Records shown —
-*-*-

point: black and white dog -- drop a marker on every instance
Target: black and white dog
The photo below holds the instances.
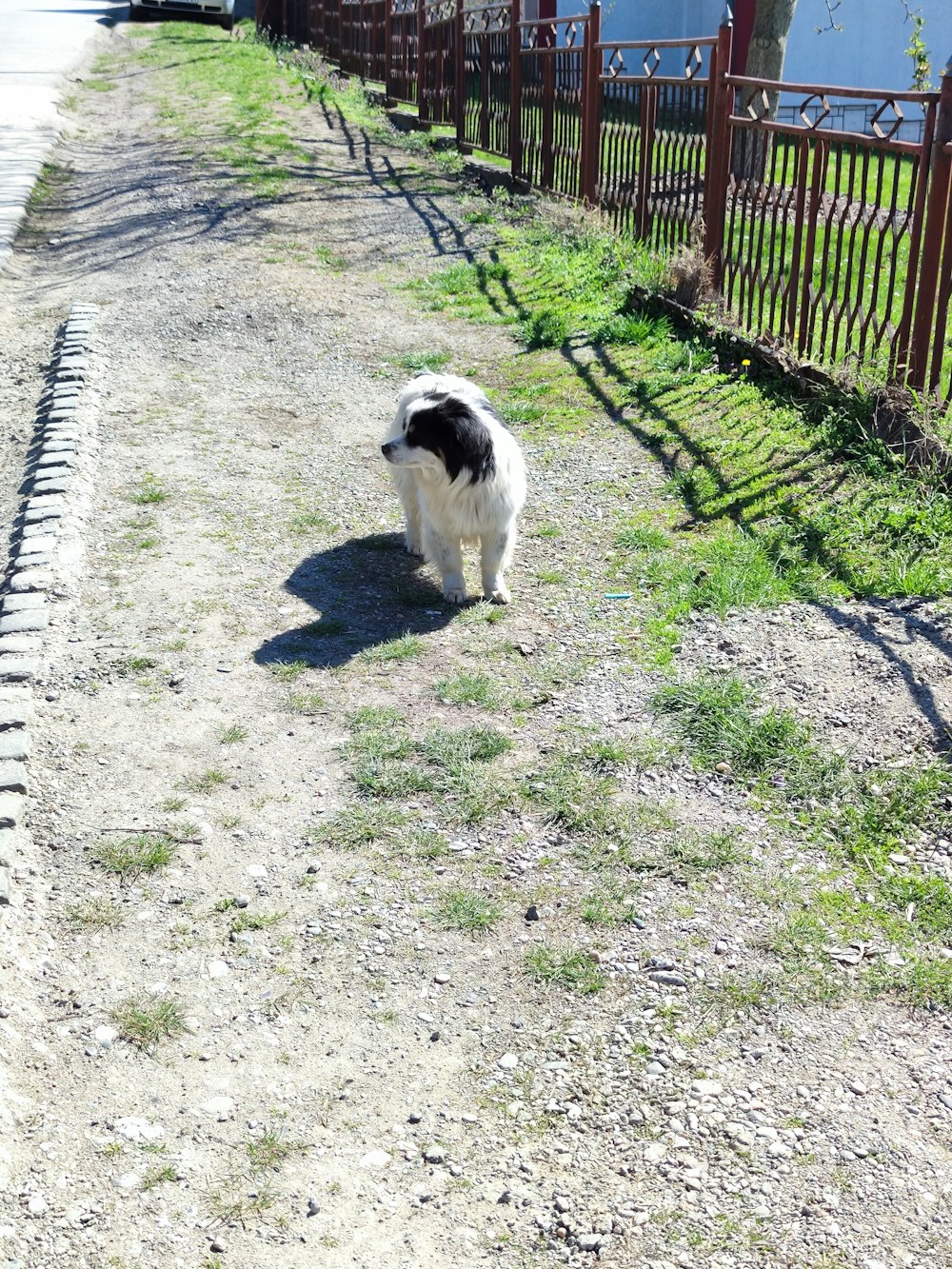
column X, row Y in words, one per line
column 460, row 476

-*-*-

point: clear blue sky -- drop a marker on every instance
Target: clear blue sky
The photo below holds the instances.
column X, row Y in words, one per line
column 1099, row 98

-*-*-

Problem to solve —
Only a number is needed: how many lines of the material above contain "point"?

Answer for this exercise —
2